Johns Hopkins University astrophysicist Adam Riess, who shared the 2011 Nobel Prize in physics, has taken home another prestigious award for his work on the expanding universe.
He showed that the universe is not just still expanding but that the expansion is accelerating. It had long been assumed it was slowing.
The award, the 2015 Breakthrough Prize in Fundamental Physics, was presented Sunday at a gala in California's Silicon Valley that was hosted by Seth MacFarlane and attended by other Hollywood stars.
"The magic of science is to see for the first time something that nobody's ever known or seen before," Riess said in a statement.
The Breakthrough Prizes are awarded annually to leading scientists in physics, life sciences and mathematics. The physics prize recognizes major insights into the "deepest questions of the universe," according to award founders, who aim to honor scientists and spur others to pursue careers in science.

*The task*
Continue the article about Adam Riess receiving the 2015 Breakthrough Prize, picking up after its final sentence.

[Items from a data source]
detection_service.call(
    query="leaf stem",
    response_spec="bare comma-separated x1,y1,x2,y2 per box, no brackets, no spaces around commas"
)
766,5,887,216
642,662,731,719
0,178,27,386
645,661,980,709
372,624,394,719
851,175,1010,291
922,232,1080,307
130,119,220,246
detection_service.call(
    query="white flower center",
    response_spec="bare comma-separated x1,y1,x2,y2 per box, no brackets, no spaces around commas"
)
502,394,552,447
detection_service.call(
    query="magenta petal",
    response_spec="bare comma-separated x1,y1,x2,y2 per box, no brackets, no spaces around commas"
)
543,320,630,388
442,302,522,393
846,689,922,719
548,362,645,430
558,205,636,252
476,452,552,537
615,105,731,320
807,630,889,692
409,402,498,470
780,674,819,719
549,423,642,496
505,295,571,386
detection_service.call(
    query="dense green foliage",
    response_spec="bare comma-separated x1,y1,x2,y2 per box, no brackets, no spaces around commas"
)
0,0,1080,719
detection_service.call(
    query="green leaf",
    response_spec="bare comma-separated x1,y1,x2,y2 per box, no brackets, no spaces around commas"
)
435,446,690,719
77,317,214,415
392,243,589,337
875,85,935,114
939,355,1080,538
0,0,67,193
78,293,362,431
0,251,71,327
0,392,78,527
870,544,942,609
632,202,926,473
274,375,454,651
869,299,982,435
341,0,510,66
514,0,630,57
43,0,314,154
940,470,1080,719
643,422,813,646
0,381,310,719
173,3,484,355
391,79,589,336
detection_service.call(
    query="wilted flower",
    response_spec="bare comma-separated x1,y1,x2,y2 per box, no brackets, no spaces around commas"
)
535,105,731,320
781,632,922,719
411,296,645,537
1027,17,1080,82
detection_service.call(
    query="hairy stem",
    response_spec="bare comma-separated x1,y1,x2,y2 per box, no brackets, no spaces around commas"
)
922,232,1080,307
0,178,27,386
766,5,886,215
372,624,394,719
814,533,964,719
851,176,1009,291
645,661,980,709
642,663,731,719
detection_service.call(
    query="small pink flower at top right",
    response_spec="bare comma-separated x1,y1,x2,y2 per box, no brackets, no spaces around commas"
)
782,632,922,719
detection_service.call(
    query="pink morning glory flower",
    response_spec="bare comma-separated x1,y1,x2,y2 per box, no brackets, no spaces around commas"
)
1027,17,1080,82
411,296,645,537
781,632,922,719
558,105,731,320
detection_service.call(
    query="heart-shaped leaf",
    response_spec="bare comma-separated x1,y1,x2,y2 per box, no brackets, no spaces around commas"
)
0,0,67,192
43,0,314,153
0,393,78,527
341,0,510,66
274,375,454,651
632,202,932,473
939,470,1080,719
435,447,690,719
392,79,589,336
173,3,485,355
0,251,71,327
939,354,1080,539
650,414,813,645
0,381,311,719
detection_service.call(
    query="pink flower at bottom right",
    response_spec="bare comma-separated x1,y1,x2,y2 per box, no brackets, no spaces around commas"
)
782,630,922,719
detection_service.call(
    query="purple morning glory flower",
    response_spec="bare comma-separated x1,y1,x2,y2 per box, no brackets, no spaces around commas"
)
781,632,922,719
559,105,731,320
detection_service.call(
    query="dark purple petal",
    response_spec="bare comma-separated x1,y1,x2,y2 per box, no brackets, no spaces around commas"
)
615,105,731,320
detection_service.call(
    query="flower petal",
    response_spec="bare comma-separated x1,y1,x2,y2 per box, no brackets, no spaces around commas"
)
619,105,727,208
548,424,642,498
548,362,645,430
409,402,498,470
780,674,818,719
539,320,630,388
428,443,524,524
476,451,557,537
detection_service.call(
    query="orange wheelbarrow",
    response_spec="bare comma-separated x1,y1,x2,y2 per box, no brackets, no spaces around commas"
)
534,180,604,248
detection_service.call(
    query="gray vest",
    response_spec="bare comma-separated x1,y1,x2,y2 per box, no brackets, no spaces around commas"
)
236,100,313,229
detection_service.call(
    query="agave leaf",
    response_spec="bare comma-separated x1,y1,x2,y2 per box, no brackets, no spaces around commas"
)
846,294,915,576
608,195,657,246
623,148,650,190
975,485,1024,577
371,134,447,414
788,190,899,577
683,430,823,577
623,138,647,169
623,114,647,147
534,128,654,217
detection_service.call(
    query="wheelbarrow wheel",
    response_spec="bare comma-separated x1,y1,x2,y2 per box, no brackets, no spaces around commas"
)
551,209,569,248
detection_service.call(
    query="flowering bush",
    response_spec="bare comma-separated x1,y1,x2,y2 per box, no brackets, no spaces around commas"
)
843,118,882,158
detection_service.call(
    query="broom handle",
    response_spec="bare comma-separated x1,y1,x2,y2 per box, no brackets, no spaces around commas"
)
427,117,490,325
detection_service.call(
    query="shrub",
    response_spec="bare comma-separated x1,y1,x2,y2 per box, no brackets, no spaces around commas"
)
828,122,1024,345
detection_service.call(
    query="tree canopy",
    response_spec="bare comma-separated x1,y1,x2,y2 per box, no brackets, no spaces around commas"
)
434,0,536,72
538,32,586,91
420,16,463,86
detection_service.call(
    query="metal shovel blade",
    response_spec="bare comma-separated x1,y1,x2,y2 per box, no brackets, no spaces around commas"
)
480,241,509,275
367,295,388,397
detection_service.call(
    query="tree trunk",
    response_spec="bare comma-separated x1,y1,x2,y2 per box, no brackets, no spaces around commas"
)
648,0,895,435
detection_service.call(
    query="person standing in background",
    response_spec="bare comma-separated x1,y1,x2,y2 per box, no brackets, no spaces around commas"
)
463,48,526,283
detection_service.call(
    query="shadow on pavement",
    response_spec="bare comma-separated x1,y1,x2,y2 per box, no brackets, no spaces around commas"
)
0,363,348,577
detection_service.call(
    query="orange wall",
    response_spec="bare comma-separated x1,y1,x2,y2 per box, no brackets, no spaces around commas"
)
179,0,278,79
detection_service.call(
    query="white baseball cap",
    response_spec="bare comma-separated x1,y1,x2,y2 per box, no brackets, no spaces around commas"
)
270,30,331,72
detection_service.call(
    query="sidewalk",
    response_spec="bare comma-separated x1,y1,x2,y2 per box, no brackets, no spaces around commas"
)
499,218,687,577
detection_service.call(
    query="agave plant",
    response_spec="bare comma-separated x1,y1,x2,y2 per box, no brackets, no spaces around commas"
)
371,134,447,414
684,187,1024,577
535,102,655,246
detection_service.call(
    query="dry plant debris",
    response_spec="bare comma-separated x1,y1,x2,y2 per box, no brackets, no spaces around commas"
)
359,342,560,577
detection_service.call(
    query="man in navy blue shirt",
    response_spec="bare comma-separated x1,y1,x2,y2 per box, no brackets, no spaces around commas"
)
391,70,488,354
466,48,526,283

*Reply to the exercise*
Riess, who also works at the Space Telescope Science Institute in Baltimore, shared the $3 million prize with Saul Perlmutter of the University of California at Berkeley and Lawrence Berkeley National Laboratory, Brian P. Schmidt of the Australian National University, and members of the Supernova Cosmology Project.
Riess was the lead author on the first paper to describe the expanding universe, considered an astonishing discovery. He had been studying a type of exploding star called a Type 1a supernova and concluded that the universe's expansion was fueled by mysterious "dark energy." Schmidt was his teammate on the discovery, and Perlmutter had made the same discovery independently but at nearly the same time.
"The world faces many fundamental challenges today, and there are many amazing scientists, researchers and engineers helping us solve them," Facebook's Mark Zuckerberg, a founder of the prize along with other entrepreneurs and philanthropists, said in a statement. "This year's Breakthrough Prize winners have made discoveries that will help cure disease and move the world forward. They deserve to be recognized as heroes."
Riess joins another Hopkins scientist in winning the award. Bert Vogelstein was one of 11 winning a prize last year, the inaugural year for the award.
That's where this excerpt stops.